— Start of Record set —

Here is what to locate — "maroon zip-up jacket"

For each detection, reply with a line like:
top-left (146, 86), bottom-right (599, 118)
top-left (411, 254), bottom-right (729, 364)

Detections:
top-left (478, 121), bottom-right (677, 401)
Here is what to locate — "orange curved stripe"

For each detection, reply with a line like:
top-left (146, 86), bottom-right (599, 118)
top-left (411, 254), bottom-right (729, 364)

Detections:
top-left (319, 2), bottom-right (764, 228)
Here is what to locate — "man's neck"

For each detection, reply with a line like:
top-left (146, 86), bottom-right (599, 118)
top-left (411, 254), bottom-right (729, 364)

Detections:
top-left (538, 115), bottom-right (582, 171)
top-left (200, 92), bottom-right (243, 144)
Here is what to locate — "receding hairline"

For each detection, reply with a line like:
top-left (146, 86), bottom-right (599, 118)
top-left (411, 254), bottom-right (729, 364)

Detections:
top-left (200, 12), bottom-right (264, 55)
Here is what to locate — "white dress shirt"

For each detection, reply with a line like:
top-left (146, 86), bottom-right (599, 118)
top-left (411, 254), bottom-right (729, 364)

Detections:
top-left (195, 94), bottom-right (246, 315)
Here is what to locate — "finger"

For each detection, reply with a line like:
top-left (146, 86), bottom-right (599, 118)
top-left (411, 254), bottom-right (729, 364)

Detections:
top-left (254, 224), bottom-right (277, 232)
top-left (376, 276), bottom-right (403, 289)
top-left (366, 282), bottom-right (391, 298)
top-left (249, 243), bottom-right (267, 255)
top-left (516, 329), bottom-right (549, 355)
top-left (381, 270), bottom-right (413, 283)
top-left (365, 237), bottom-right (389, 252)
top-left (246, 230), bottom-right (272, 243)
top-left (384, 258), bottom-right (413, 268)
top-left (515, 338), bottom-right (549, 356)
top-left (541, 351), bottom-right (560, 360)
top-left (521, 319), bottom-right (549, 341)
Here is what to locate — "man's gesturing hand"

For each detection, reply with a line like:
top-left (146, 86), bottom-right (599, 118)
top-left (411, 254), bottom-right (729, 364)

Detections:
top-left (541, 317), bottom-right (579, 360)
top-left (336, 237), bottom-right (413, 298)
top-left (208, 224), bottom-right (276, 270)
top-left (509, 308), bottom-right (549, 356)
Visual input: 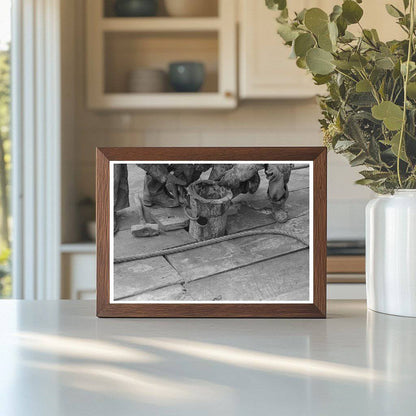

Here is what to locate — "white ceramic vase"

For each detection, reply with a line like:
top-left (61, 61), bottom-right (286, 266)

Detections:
top-left (366, 190), bottom-right (416, 317)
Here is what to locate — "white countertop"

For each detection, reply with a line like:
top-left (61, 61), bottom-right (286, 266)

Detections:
top-left (0, 301), bottom-right (416, 416)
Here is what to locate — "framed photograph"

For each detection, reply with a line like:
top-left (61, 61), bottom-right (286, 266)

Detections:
top-left (96, 147), bottom-right (327, 318)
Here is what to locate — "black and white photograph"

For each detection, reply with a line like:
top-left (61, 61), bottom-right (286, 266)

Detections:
top-left (110, 161), bottom-right (313, 303)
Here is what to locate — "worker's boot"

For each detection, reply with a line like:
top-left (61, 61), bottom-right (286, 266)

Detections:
top-left (143, 175), bottom-right (179, 208)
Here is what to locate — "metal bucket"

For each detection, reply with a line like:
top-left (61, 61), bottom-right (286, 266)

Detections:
top-left (185, 180), bottom-right (233, 241)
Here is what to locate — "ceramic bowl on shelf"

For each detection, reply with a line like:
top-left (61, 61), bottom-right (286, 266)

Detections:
top-left (127, 68), bottom-right (167, 94)
top-left (114, 0), bottom-right (158, 17)
top-left (169, 62), bottom-right (205, 92)
top-left (165, 0), bottom-right (218, 17)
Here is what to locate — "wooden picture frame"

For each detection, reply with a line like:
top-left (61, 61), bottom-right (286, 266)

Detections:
top-left (96, 147), bottom-right (327, 318)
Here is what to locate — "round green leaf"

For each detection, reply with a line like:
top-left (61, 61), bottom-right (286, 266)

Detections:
top-left (296, 58), bottom-right (307, 69)
top-left (277, 23), bottom-right (299, 42)
top-left (355, 79), bottom-right (371, 92)
top-left (305, 7), bottom-right (328, 35)
top-left (371, 101), bottom-right (403, 131)
top-left (342, 0), bottom-right (364, 24)
top-left (386, 4), bottom-right (404, 17)
top-left (266, 0), bottom-right (286, 10)
top-left (295, 33), bottom-right (315, 58)
top-left (329, 4), bottom-right (342, 22)
top-left (306, 48), bottom-right (335, 75)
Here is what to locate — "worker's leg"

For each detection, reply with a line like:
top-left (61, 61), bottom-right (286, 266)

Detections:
top-left (266, 164), bottom-right (291, 222)
top-left (143, 174), bottom-right (179, 208)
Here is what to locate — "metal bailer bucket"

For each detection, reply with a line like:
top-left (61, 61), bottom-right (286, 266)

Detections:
top-left (185, 180), bottom-right (233, 241)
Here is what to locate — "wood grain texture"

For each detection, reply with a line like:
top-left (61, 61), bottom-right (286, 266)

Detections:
top-left (96, 147), bottom-right (327, 318)
top-left (327, 256), bottom-right (365, 274)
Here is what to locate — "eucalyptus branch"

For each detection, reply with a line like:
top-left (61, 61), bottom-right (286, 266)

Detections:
top-left (397, 0), bottom-right (415, 188)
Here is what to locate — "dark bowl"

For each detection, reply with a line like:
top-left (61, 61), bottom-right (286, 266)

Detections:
top-left (169, 62), bottom-right (205, 92)
top-left (114, 0), bottom-right (158, 17)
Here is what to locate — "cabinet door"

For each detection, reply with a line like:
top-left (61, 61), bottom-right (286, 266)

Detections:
top-left (239, 0), bottom-right (321, 98)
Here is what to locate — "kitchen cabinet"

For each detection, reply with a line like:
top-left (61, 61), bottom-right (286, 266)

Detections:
top-left (239, 0), bottom-right (322, 99)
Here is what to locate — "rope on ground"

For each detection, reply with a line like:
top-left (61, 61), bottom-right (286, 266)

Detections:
top-left (114, 230), bottom-right (309, 264)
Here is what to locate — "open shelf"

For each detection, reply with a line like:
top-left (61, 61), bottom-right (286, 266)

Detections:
top-left (104, 0), bottom-right (219, 20)
top-left (104, 32), bottom-right (218, 95)
top-left (86, 0), bottom-right (237, 110)
top-left (100, 17), bottom-right (221, 32)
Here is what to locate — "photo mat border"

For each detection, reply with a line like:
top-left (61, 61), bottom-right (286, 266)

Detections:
top-left (109, 160), bottom-right (313, 305)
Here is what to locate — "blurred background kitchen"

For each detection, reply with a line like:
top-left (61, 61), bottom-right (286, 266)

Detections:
top-left (1, 0), bottom-right (404, 299)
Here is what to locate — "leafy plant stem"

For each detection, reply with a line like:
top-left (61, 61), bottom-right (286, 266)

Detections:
top-left (335, 68), bottom-right (357, 82)
top-left (397, 0), bottom-right (415, 188)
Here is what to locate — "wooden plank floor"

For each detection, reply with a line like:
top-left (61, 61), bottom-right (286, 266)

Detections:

— End of Record set —

Problem.
Can you output every line of the rows above as a JSON list of strings, with one string per line, blank lines skipped and the pictures left out?

Right answer.
[
  "Here is what to locate — \"maroon zip-up jacket\"",
  "For each detection, reply with a line like:",
  "top-left (146, 86), bottom-right (599, 118)",
  "top-left (411, 254), bottom-right (729, 364)",
  "Detections:",
  "top-left (478, 121), bottom-right (677, 401)",
  "Here is what to locate — \"orange curved stripe\"",
  "For each detection, reply with a line like:",
  "top-left (146, 86), bottom-right (599, 118)",
  "top-left (411, 254), bottom-right (729, 364)",
  "Detections:",
  "top-left (319, 2), bottom-right (764, 228)",
  "Here is what to locate — \"man's neck\"",
  "For each detection, reply with a line like:",
  "top-left (146, 86), bottom-right (599, 118)",
  "top-left (411, 254), bottom-right (729, 364)",
  "Detections:",
  "top-left (538, 115), bottom-right (582, 171)",
  "top-left (200, 92), bottom-right (243, 144)",
  "Here is what to locate — \"receding hairline\"",
  "For each detection, reply with a line like:",
  "top-left (146, 86), bottom-right (599, 118)",
  "top-left (411, 254), bottom-right (729, 364)",
  "Detections:",
  "top-left (200, 12), bottom-right (264, 55)",
  "Here is what to locate — \"white dress shirt\"",
  "For each detection, reply with a line like:",
  "top-left (146, 86), bottom-right (599, 118)",
  "top-left (411, 254), bottom-right (729, 364)",
  "Detections:",
  "top-left (195, 94), bottom-right (246, 315)",
  "Here is what to locate — \"finger\"",
  "For each detection, reply with a line like:",
  "top-left (146, 86), bottom-right (599, 118)",
  "top-left (411, 254), bottom-right (729, 364)",
  "Detections:",
  "top-left (254, 224), bottom-right (277, 232)",
  "top-left (376, 276), bottom-right (403, 289)",
  "top-left (366, 282), bottom-right (391, 298)",
  "top-left (249, 243), bottom-right (267, 255)",
  "top-left (516, 329), bottom-right (549, 355)",
  "top-left (381, 270), bottom-right (413, 283)",
  "top-left (365, 237), bottom-right (389, 252)",
  "top-left (246, 230), bottom-right (272, 243)",
  "top-left (384, 258), bottom-right (413, 268)",
  "top-left (515, 338), bottom-right (549, 356)",
  "top-left (541, 351), bottom-right (560, 360)",
  "top-left (521, 319), bottom-right (549, 341)",
  "Here is what to locate — \"man's gesturing hand\"",
  "For each detection, reply with a line like:",
  "top-left (146, 86), bottom-right (599, 118)",
  "top-left (411, 254), bottom-right (729, 364)",
  "Detections:",
  "top-left (541, 317), bottom-right (579, 360)",
  "top-left (336, 237), bottom-right (413, 298)",
  "top-left (208, 224), bottom-right (276, 270)",
  "top-left (509, 308), bottom-right (549, 356)",
  "Visual input: ",
  "Here is what to locate — \"white ceramic vase\"",
  "For each detection, reply with a line like:",
  "top-left (61, 61), bottom-right (286, 266)",
  "Detections:",
  "top-left (366, 190), bottom-right (416, 317)",
  "Here is what to locate — \"white countertop\"",
  "For each detection, reply with a line like:",
  "top-left (61, 61), bottom-right (286, 266)",
  "Detections:",
  "top-left (0, 301), bottom-right (416, 416)",
  "Here is what to locate — \"framed photograph\"",
  "For each detection, reply with a line like:",
  "top-left (61, 61), bottom-right (286, 266)",
  "Detections:",
  "top-left (96, 147), bottom-right (327, 318)",
  "Here is what to locate — \"black and white photograph\"",
  "For each detection, reply with a line like:",
  "top-left (61, 61), bottom-right (286, 266)",
  "Detections:",
  "top-left (110, 161), bottom-right (313, 303)",
  "Here is what to locate — \"worker's boot\"",
  "For each detection, reply with a line like:",
  "top-left (61, 61), bottom-right (286, 266)",
  "Detections:",
  "top-left (143, 175), bottom-right (179, 208)",
  "Here is what to locate — \"metal bucket\"",
  "For each detection, reply with a line like:",
  "top-left (61, 61), bottom-right (286, 266)",
  "Detections:",
  "top-left (185, 180), bottom-right (233, 241)",
  "Here is what to locate — \"ceramic bowl on shelf\"",
  "For each detection, reply with a line like:",
  "top-left (61, 61), bottom-right (286, 266)",
  "Detections:",
  "top-left (127, 68), bottom-right (167, 94)",
  "top-left (114, 0), bottom-right (158, 17)",
  "top-left (169, 62), bottom-right (205, 92)",
  "top-left (165, 0), bottom-right (218, 17)",
  "Here is what to locate — \"wooden picture frame\"",
  "For each detection, reply with a line like:",
  "top-left (61, 61), bottom-right (286, 266)",
  "Detections:",
  "top-left (96, 147), bottom-right (327, 318)",
  "Here is what to locate — \"round green leaf\"",
  "For each detection, reply with a line like:",
  "top-left (61, 61), bottom-right (286, 266)",
  "Detections:",
  "top-left (296, 58), bottom-right (307, 69)",
  "top-left (277, 23), bottom-right (299, 42)",
  "top-left (355, 79), bottom-right (371, 92)",
  "top-left (305, 7), bottom-right (328, 35)",
  "top-left (371, 101), bottom-right (403, 131)",
  "top-left (342, 0), bottom-right (364, 24)",
  "top-left (386, 4), bottom-right (404, 17)",
  "top-left (266, 0), bottom-right (286, 10)",
  "top-left (295, 33), bottom-right (315, 58)",
  "top-left (329, 4), bottom-right (342, 22)",
  "top-left (306, 48), bottom-right (335, 75)",
  "Here is what to locate — \"worker's leg\"",
  "For each detection, reply with a line like:",
  "top-left (61, 61), bottom-right (286, 266)",
  "Detections:",
  "top-left (266, 164), bottom-right (291, 222)",
  "top-left (143, 174), bottom-right (179, 208)",
  "Here is what to locate — \"metal bailer bucket\"",
  "For each detection, reply with a line like:",
  "top-left (61, 61), bottom-right (286, 266)",
  "Detections:",
  "top-left (185, 180), bottom-right (233, 241)",
  "Here is what to locate — \"wood grain texture\"",
  "For each detection, reply with a line like:",
  "top-left (61, 61), bottom-right (286, 266)",
  "Detections:",
  "top-left (96, 147), bottom-right (327, 318)",
  "top-left (327, 256), bottom-right (365, 274)",
  "Here is what to locate — \"eucalyptus branch\"",
  "For each detection, reply with a line like:",
  "top-left (61, 61), bottom-right (286, 266)",
  "Detections:",
  "top-left (397, 0), bottom-right (415, 188)",
  "Here is what to locate — \"dark bowl\"",
  "For each detection, reply with a line like:",
  "top-left (61, 61), bottom-right (286, 266)",
  "Detections:",
  "top-left (169, 62), bottom-right (205, 92)",
  "top-left (114, 0), bottom-right (158, 17)",
  "Here is what to locate — \"cabinet door\"",
  "For each detection, reply with a line like:",
  "top-left (61, 61), bottom-right (286, 266)",
  "Detections:",
  "top-left (239, 0), bottom-right (321, 98)",
  "Here is what to locate — \"kitchen cabinet\"",
  "For each detection, reply with a line like:",
  "top-left (61, 61), bottom-right (286, 266)",
  "Detections:",
  "top-left (239, 0), bottom-right (322, 99)",
  "Here is what to locate — \"rope on ground\"",
  "For each detection, reply with a line like:",
  "top-left (61, 61), bottom-right (286, 266)",
  "Detections:",
  "top-left (114, 230), bottom-right (309, 264)",
  "Here is what to locate — \"open shelf\"",
  "For each detection, reply with a line like:",
  "top-left (61, 61), bottom-right (286, 266)",
  "Detections:",
  "top-left (104, 0), bottom-right (219, 20)",
  "top-left (104, 32), bottom-right (218, 95)",
  "top-left (86, 0), bottom-right (237, 110)",
  "top-left (100, 17), bottom-right (221, 32)",
  "Here is what to locate — \"photo mat border\"",
  "For each detection, reply with a line like:",
  "top-left (61, 61), bottom-right (286, 266)",
  "Detections:",
  "top-left (109, 160), bottom-right (313, 305)",
  "Here is what to locate — \"blurred background kitchen\"",
  "For each detection, reply with a line like:",
  "top-left (61, 61), bottom-right (286, 266)",
  "Detections:",
  "top-left (1, 0), bottom-right (404, 299)",
  "Here is what to locate — \"leafy plant stem\"",
  "For each detection, reply with a line like:",
  "top-left (61, 61), bottom-right (286, 266)",
  "Detections:",
  "top-left (335, 68), bottom-right (357, 82)",
  "top-left (397, 0), bottom-right (415, 188)",
  "Here is what to locate — \"wooden plank floor\"",
  "For each detection, reply with a line like:",
  "top-left (61, 61), bottom-right (286, 266)",
  "Detections:"
]